*Given problem*:
Reproduce all of the material below word for word, keeping every line unchanged.

-=-=-

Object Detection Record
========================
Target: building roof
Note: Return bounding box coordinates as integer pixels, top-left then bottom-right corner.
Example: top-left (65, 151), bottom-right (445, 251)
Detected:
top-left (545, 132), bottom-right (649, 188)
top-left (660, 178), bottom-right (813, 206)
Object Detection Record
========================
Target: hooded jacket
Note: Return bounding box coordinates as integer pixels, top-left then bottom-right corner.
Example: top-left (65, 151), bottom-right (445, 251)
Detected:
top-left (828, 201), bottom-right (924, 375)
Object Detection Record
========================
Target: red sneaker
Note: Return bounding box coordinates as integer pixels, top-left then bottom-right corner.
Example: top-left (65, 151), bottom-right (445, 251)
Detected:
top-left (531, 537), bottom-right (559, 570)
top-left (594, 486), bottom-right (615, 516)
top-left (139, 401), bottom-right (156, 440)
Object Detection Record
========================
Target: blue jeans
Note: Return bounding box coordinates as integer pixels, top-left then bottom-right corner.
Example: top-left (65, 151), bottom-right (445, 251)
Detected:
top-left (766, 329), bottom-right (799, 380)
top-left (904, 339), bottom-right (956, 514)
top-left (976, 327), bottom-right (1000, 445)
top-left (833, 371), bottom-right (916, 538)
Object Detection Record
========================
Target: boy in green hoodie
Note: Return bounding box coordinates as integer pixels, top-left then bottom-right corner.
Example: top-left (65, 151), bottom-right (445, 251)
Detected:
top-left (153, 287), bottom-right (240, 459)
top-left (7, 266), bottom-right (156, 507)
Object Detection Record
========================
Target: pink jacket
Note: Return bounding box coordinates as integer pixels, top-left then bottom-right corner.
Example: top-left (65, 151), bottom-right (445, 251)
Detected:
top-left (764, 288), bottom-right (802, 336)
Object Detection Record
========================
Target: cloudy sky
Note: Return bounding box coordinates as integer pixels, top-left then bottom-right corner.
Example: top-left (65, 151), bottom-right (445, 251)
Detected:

-=-=-

*Solved problem*:
Object Detection Record
========================
Target: building roof
Note: Return bounding box coordinates as integer pixels, top-left then bottom-right corner.
Example: top-left (65, 151), bottom-right (445, 251)
Detected:
top-left (545, 132), bottom-right (649, 188)
top-left (660, 178), bottom-right (813, 206)
Object Detection Record
========================
Target: hooded jacket
Note: Return bounding box coordinates as integer pixels, top-left then bottom-right corner.
Example: top-left (65, 151), bottom-right (445, 251)
Detected:
top-left (828, 201), bottom-right (924, 375)
Object Detection Record
========================
Target: red sneaker
Note: Return bounding box coordinates as integer pixels, top-left then bottom-right corner.
Example: top-left (65, 151), bottom-right (445, 251)
Detected:
top-left (531, 537), bottom-right (559, 570)
top-left (594, 486), bottom-right (615, 516)
top-left (139, 401), bottom-right (156, 440)
Object Detection Record
========================
Target: blue jeans
Note: Return bounding box coordinates as integer pixels, top-left then bottom-right corner.
Example: top-left (65, 151), bottom-right (445, 251)
Detected:
top-left (766, 329), bottom-right (799, 380)
top-left (904, 339), bottom-right (956, 514)
top-left (976, 327), bottom-right (1000, 445)
top-left (833, 371), bottom-right (916, 538)
Object Detection Record
========================
Target: boy in green hoodie
Note: Return bounding box coordinates as integer pixels, top-left then bottom-right corner.
Example: top-left (65, 151), bottom-right (445, 251)
Detected:
top-left (153, 287), bottom-right (240, 459)
top-left (7, 266), bottom-right (156, 507)
Object Detection Record
========================
Target: pink jacket
Note: Return bounding box coordinates as integer pixels, top-left then bottom-right corner.
Example: top-left (65, 151), bottom-right (445, 251)
Detected:
top-left (764, 288), bottom-right (802, 336)
Object Detection Record
========================
Target: cloudy sky
Note: Return bounding box coordinates as integer pixels, top-left then bottom-right corner.
Example: top-left (65, 151), bottom-right (445, 251)
Detected:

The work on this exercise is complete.